*Given task 1*
In the article on YouTube's recommendations, what do some argue the recommendation algorithm has turned the service into?
*Given task 2*
Carry on writing the article about YouTube's recommendation algorithm from its last sentence onward.

*Text shown*
Note: This is something I originally wrote for the daily newsletter at the Columbia Journalism Review, where I’m the chief digital writer
For many people, YouTube is a place to kill time by watching sailing videos, or to pick up tips on how to train their dog, or change a car headlight. But the Google-owned video service also has a darker side, according to a number of news articles, including one from the New York Times last year. Some users, these stories say, start out looking at innocuous videos, but get pushed in the direction of more and more radical, inflammatory or even outright fake content. Those pushes come from YouTube’s recommendation algorithm, which some argue has turned the service into a “radicalization engine.” Does the network and the software that powers its video suggestions actually turn otherwise normal users into consumers of far-right conspiracy theories and other radical content, and if so what should be done about it?

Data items
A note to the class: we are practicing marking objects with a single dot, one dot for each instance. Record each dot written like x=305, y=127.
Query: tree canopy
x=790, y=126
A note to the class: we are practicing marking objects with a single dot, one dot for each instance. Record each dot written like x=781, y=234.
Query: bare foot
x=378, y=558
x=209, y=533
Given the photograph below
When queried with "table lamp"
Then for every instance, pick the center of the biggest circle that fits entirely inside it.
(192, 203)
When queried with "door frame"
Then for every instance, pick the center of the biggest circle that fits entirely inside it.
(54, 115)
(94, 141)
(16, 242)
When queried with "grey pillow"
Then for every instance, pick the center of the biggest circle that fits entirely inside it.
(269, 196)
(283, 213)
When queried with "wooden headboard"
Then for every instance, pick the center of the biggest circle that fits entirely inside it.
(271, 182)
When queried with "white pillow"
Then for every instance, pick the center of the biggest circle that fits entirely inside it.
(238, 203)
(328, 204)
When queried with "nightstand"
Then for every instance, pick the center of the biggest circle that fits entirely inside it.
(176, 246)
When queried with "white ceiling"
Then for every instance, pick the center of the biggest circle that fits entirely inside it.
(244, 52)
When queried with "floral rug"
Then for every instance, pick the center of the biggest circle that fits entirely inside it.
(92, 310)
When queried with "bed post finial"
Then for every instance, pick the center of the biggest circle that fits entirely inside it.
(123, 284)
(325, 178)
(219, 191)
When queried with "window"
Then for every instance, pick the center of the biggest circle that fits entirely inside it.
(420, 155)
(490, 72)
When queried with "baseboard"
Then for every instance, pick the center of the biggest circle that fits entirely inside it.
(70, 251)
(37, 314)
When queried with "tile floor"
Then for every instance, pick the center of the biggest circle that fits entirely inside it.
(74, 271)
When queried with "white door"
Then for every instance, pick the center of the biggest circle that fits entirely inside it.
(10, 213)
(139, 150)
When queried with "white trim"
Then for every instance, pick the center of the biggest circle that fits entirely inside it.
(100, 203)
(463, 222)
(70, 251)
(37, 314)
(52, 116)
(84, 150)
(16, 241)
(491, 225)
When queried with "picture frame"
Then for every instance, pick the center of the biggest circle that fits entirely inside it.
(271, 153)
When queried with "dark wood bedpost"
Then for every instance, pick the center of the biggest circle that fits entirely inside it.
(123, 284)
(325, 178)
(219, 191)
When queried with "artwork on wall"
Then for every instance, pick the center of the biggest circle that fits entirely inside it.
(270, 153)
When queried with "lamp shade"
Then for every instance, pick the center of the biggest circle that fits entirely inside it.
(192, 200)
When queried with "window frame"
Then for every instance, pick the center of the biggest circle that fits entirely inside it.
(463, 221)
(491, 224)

*Written reply 1*
Some argue it has turned YouTube into a "radicalization engine."

*Written reply 2*
Those are some of the questions we at CJR wanted to address, so we used our Galley discussion platform to convene a virtual panel of experts in what some call “automated propaganda,” including Dipayan Ghosh of Harvard’s Shorenstein Center, New York Times columnist Kevin Roose — who wrote last year’s Times piece on YouTube radicalization — as well as Brazilian researcher Virgilio Almeida, Aviv Ovadya of the Thoughtful Technology Project, former YouTube programmer Guillaume Chaslot, and Harvard misinformation researcher Joan Donovan. One trigger for this discussion was a research paper published recently that not only said YouTube is not a radicalization engine, but argued that its software actually accomplishes the opposite, by suggesting videos that push users in the direction of mainstream content. As part of our virtual Galley panel, we spoke to a co-author of that paper, Mark Ledwich.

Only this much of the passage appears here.